**Verilen problem 1**
Aşağıdaki belge alıntısında adı geçen hakları, metindeki sıralarıyla yazın.

* Aynaya baktığınız zaman kendinizi görürsünüz. Siz o aynanın neresindesiniz?
İçinde misiniz, dışında mısınız? Aynanın içinde deseniz yalan olur, içinde
değilsiniz. Yok deseniz olmaz, bakınca görüyorsunuz. Görülen kendiniz misiniz, o
görüntü nedir? Bir ipe taş bağlayın ve hızlıca çevirin, taş dönerken bir daire
göreceksiniz. Bu nokta-i cevvale denilen daire var mıdır yok mudur? Var deseniz
taş çevrilmeyince daire yok oluyor. Yok deseniz taş çevrilince daire görülüyor.
Fakat aslında daire yok. Bu görülen daire nedir, nerededir? İmam-ı Rabbani
hazretleri buyuruyor ki; Bunların her ikisi de aslında olmayıp bizim hayalimizde
oluşan vehimdir, görüntülerdir. İşte dünya da hakikatte bulunmayıp yok olacak
bir görüntüdür. Dünya hayatı, hayaldir. Hakikat ise ahiret hayatıdır. Dünya
hayatı, hakikat olan ahiret hayatının aynadaki görüntüsü gibidir. Nasıl, aynada
ki görüntü bir müddet durur ve karşısındaki hakikat çekilince görüntü kaybolursa,
taş çevrilmeyince daire görüntüsü kaybolursa, dünya da, bir gün kaybolacak
görüntüdür. Vehmin arkasından koşan hayalperesttir. Hayalin ideali olmaz.
İnsanın ideali, hayalhane olan bu dünya olmamalıdır.
* Anne baba hakkı çok önemlidir. Çünkü Allahü teâlâ böyle bildiriyor. Bundan
sonra hoca hakkı gelir (zaman olarak). Çünkü insanı ateşten kurtaran, dinini
öğreten budur. Patron hakkı da çok önemlidir. Çünkü Allahü teâlâ onun eliyle
rızkını veriyor. Bütün bu haklar Allahü teâlâ bildirdiği için vardır. Yoksa
Allah hakkının yanında sıfırdır. Çünkü seni sen yapan yaratan, her an varlıkta
durduran, her şeyini veren Odur. Nedir Allah hakkı, birincisi Onu tanımaktır,
yani inanmaktır. Nasıl tanıyıp inanacaksın? Kendi kendine tanıyıp inanmak olmaz.

**Verilen problem 2**
Aşağıdaki listede "every" dizesini içeren bütün satırları toplayın. Büyük-küçük harf ayrımı dikkate alınmalıdır.

**Görev girdisi**
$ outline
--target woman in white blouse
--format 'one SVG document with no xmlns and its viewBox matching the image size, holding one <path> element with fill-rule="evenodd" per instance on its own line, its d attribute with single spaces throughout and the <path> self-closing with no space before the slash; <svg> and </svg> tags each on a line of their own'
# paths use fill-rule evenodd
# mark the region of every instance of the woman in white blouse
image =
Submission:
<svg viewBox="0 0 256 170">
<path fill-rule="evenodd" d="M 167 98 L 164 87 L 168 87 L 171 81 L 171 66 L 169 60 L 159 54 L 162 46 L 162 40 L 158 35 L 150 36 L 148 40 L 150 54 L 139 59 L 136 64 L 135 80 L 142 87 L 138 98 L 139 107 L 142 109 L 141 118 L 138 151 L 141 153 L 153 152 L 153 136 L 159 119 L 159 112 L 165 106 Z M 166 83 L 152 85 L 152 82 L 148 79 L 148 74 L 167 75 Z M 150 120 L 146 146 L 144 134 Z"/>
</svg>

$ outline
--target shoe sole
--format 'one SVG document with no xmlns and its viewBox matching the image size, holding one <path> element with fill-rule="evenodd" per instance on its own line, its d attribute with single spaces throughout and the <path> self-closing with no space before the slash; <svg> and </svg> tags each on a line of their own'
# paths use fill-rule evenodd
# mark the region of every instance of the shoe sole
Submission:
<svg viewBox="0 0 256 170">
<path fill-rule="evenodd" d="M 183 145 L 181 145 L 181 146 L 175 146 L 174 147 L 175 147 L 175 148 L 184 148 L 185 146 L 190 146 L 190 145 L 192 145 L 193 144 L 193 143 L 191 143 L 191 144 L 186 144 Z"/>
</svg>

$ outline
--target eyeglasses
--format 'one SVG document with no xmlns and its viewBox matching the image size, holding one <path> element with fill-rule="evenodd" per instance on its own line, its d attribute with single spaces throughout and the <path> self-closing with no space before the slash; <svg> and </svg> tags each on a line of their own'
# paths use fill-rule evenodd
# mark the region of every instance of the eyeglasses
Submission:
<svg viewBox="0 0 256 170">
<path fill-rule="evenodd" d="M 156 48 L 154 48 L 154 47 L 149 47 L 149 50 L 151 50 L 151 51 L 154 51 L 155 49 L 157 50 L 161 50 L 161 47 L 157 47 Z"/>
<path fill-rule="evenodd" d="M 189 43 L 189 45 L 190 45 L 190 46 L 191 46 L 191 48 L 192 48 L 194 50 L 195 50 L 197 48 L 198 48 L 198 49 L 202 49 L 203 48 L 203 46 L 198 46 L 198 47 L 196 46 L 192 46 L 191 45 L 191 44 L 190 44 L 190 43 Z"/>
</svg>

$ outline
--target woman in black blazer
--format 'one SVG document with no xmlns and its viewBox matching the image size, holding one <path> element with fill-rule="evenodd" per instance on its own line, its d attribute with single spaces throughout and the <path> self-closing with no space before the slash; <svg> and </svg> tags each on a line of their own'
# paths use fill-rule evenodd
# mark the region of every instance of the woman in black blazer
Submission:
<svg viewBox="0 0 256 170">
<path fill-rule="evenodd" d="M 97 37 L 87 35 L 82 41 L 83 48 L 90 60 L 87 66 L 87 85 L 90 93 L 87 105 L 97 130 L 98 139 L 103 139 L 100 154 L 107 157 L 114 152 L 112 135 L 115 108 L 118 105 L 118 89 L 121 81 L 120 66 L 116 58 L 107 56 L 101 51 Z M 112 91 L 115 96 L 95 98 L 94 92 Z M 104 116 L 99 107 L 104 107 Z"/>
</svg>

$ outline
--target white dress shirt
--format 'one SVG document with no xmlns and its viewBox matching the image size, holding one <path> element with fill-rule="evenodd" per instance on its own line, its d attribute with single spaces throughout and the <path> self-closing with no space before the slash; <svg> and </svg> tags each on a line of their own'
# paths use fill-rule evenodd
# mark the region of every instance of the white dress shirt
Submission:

**Doğru cevap 1**
Anne baba hakkı, hoca hakkı, patron hakkı, Allah hakkı

**Doğru cevap 2**
# mark the region of every instance of the woman in white blouse
# mark the region of every instance of the shoe sole
# mark the region of every instance of the eyeglasses
# mark the region of every instance of the woman in black blazer
# mark the region of every instance of the white dress shirt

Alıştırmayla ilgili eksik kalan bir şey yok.